Fragmento de origen:
Todo estaba bien en el circuito ATP desde los últimos tres meses. Pudimos ver el despertar de Jo-Wilfried Tsonga bajo el calor de Canadá después de una temporada funesta. También disfrutamos de la tercera juventud de Roger Federer paseando su magia por el cemento de Cincinnati y levantando el título por sexta vez. Incluso quedamos asombrados ante la madurez de Marin Cilic autoproclamándose rey de la Gran Manzana. Un verano sorprendente con varios protagonistas en la palestra, todo lo contrario que el anterior. Junto a estos tres, el carácter de Djokovic, la osadía de Dimitrov o el desparpajo de Nishikori. Sin olvidarnos de las lamentaciones de Murray o el declive de Ferrer. Una macedonia de habilidades y sensaciones que conforman esta gran función llamada tenis. Pero fallaba algo, faltaba alguien, había un hueco incapaz de satisfacer. Todo estaba bien, sí, pero podía estar genial. E igual que se fue, volvió. Se acabó la ausencia. El mejor deportista español de todos los tiempos ya está aquí.
Sobran más presentaciones, hablo de Rafael Nadal. Un hombre al que le cambiaron tres meses de éxitos por tres de sufrimiento. Tres títulos ganados a sudor por noventa días de sudores fríos e impotencia. Cuatro mil puntos de su bolsillo saqueados a cambio de cuatro mil horas de trabajo para volver lo antes posible. Con la bata de científico encima, habría que llamarla “pequeña desinserción de la vaina del cubital posterior de la muñeca derecha”. Desde el sofá del espectador, quien disfruta cada semana del máximo espectáculo, no puede recibir otro nombre que el auténtica putada (perdón por la expresión). Y ocurrió sin esperarlo, en un entrenamiento como tantos otros en su carrera. Un ligero dolor, una prueba, un resultado y una decisión. Esta vez el verano había que pasarlo en Mallorca, viendo cómo las tres plazas conquistadas hace un año repartían gloria a otros tenistas. Un castigo que levantó su yugo noventa días después.

Listado:

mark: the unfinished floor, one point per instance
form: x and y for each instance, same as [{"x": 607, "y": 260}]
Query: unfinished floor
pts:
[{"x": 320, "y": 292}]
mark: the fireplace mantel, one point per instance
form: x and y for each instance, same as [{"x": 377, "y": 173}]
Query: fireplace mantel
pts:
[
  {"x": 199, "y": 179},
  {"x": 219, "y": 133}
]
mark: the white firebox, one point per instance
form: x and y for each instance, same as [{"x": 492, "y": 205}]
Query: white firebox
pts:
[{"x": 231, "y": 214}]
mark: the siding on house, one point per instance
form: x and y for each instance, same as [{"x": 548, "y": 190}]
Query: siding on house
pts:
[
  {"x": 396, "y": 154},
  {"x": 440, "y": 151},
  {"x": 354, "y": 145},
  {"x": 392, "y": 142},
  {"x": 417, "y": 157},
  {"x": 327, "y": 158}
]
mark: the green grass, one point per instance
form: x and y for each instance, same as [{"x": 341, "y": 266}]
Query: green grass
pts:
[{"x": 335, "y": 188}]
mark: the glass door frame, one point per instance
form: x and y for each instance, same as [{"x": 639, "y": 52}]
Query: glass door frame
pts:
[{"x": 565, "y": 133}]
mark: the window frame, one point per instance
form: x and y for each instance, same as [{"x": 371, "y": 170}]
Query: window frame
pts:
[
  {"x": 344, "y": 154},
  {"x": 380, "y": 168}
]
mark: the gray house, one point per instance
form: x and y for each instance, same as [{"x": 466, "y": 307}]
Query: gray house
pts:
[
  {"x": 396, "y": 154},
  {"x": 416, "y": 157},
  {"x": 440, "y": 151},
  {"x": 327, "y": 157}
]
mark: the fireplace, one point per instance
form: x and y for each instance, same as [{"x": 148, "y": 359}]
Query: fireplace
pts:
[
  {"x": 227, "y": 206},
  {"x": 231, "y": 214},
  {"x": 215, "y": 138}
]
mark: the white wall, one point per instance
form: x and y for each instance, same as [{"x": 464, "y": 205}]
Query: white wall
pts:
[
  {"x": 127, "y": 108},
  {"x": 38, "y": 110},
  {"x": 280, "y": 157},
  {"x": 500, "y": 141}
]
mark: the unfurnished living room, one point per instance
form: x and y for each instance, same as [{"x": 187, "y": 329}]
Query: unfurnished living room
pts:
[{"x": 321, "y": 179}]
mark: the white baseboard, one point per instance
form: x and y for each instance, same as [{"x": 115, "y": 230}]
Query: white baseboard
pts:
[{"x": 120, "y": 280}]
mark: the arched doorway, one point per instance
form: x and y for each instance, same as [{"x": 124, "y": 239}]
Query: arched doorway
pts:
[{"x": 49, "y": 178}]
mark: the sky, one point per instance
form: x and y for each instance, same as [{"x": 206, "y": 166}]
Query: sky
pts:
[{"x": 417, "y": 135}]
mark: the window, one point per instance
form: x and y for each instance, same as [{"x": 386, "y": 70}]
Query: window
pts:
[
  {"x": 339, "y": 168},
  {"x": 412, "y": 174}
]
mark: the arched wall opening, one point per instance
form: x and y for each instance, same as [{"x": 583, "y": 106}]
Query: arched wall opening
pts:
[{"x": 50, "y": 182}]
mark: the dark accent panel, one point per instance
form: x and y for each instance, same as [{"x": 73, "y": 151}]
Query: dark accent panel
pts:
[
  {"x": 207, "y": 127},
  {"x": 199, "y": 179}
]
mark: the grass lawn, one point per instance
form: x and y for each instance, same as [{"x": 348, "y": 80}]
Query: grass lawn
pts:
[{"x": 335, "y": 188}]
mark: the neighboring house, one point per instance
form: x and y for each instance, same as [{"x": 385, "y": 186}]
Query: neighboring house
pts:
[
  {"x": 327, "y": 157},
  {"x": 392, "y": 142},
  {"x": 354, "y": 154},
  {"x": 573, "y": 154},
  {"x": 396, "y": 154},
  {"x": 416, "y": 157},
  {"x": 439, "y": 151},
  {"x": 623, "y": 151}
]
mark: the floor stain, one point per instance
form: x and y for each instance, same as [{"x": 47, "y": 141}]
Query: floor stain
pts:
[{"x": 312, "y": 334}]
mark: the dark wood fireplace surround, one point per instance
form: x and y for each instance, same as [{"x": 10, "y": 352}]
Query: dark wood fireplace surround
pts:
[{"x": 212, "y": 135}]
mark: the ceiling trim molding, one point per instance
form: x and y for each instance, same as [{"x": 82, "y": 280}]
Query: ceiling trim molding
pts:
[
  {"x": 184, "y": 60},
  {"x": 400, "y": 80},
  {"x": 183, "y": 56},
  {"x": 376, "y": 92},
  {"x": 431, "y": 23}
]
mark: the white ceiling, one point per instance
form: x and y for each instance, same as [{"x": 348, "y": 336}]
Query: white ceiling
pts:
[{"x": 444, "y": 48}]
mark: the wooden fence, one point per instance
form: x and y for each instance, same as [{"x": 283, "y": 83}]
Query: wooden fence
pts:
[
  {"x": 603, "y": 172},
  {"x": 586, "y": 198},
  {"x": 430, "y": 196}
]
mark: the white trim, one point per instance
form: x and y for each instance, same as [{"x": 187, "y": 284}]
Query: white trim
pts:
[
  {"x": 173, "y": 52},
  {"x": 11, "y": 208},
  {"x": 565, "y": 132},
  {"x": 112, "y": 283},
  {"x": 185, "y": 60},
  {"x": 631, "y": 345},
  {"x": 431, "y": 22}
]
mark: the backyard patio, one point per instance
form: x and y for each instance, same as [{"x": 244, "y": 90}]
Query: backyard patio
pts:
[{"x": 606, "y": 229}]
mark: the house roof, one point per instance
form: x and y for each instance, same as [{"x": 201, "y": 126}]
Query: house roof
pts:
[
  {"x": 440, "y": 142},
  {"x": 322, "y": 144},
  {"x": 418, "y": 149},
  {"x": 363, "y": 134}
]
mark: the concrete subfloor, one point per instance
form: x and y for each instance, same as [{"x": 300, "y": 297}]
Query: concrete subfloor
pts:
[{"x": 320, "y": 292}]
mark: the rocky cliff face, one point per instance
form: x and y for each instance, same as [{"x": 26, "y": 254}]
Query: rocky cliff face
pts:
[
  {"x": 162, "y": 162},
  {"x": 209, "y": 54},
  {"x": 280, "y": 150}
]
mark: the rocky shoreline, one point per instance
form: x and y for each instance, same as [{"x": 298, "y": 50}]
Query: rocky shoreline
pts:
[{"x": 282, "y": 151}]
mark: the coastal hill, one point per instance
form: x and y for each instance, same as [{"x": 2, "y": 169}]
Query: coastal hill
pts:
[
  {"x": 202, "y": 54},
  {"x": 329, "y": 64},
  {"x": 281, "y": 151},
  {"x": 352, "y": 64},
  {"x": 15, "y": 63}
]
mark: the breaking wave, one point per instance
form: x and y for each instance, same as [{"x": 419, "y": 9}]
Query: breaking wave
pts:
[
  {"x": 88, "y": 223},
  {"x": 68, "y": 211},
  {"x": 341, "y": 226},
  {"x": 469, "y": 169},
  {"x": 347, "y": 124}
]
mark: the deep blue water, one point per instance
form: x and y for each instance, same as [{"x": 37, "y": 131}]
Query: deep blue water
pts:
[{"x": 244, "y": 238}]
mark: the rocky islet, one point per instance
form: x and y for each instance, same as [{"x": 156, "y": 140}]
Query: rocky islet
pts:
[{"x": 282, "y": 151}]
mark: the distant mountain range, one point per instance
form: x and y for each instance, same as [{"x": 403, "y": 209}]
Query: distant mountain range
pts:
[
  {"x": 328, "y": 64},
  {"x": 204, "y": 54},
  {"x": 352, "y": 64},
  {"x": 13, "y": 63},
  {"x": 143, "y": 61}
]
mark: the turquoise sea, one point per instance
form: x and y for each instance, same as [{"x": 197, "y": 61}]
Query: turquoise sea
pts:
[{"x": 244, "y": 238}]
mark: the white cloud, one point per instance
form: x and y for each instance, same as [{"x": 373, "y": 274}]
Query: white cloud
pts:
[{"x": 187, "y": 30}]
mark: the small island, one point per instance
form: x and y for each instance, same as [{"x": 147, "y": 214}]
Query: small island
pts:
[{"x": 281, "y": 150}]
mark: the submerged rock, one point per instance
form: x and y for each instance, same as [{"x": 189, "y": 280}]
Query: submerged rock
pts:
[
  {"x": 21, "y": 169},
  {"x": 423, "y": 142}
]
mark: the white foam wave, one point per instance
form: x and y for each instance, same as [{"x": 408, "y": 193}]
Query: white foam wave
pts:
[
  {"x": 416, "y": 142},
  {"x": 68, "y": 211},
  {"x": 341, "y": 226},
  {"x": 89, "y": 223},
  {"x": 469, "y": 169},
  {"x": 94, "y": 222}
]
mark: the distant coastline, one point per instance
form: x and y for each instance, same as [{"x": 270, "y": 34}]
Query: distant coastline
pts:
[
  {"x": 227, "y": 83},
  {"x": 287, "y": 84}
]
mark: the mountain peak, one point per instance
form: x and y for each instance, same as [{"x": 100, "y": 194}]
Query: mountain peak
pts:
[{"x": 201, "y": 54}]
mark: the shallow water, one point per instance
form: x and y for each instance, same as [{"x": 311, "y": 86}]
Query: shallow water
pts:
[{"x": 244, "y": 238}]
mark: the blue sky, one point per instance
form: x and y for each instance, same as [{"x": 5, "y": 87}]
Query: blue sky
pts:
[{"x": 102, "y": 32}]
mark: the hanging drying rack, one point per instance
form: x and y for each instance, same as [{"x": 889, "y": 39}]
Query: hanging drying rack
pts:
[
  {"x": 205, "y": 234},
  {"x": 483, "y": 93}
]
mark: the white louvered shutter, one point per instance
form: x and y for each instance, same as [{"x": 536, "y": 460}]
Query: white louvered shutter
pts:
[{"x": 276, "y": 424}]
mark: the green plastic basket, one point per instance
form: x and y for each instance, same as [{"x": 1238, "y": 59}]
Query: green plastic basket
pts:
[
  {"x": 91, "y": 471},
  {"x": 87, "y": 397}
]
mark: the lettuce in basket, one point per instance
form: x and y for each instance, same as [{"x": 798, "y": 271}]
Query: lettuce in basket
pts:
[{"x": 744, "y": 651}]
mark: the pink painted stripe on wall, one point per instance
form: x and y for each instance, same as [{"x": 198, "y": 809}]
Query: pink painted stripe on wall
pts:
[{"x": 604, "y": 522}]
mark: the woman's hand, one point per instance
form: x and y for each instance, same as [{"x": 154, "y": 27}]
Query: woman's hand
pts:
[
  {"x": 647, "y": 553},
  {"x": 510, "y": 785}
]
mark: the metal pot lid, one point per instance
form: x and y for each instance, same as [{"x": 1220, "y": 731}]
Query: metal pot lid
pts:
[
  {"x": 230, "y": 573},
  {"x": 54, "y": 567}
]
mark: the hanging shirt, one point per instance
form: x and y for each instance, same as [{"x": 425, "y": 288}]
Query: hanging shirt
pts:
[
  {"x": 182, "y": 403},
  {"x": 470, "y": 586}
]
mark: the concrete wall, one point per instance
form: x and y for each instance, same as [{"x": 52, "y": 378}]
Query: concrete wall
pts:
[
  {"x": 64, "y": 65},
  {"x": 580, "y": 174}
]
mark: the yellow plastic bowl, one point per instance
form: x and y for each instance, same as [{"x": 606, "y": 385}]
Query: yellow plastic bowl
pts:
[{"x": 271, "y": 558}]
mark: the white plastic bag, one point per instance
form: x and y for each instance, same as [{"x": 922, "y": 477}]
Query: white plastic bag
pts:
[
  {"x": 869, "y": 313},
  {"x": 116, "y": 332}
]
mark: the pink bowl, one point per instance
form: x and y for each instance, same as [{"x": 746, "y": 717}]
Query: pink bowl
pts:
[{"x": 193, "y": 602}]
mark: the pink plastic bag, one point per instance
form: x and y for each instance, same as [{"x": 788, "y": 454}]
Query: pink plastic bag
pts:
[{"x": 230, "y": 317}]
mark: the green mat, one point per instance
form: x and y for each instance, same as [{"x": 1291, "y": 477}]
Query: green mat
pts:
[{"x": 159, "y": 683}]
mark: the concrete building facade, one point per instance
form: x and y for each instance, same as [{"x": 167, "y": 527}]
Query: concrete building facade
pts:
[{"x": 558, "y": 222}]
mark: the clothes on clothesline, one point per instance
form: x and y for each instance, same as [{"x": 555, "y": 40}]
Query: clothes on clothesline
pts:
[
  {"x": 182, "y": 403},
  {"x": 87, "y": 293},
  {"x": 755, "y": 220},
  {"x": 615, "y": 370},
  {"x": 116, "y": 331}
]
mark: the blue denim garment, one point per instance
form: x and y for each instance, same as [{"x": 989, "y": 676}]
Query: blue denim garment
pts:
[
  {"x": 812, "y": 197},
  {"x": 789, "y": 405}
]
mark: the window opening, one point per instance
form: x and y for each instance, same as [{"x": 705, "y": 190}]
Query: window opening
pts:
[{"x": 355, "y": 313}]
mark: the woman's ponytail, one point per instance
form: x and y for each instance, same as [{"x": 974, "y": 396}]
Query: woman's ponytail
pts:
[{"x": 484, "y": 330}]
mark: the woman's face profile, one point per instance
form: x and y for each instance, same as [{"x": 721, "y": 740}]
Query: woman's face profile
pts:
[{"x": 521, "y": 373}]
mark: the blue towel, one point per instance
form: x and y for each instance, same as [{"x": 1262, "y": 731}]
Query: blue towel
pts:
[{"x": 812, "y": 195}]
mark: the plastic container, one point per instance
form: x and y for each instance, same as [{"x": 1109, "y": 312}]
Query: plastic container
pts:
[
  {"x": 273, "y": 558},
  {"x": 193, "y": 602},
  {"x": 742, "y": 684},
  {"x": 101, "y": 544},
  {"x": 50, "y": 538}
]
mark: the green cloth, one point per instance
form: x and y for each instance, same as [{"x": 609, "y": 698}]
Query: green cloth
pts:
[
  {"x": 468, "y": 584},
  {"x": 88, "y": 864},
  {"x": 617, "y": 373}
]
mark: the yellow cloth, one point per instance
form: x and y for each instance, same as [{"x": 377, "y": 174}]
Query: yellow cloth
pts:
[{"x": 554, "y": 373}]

Requisitos:
En el texto sobre el regreso de Rafael Nadal, ¿en qué circunstancia se produjo su lesión?

Respuesta completa:
En un entrenamiento como tantos otros en su carrera.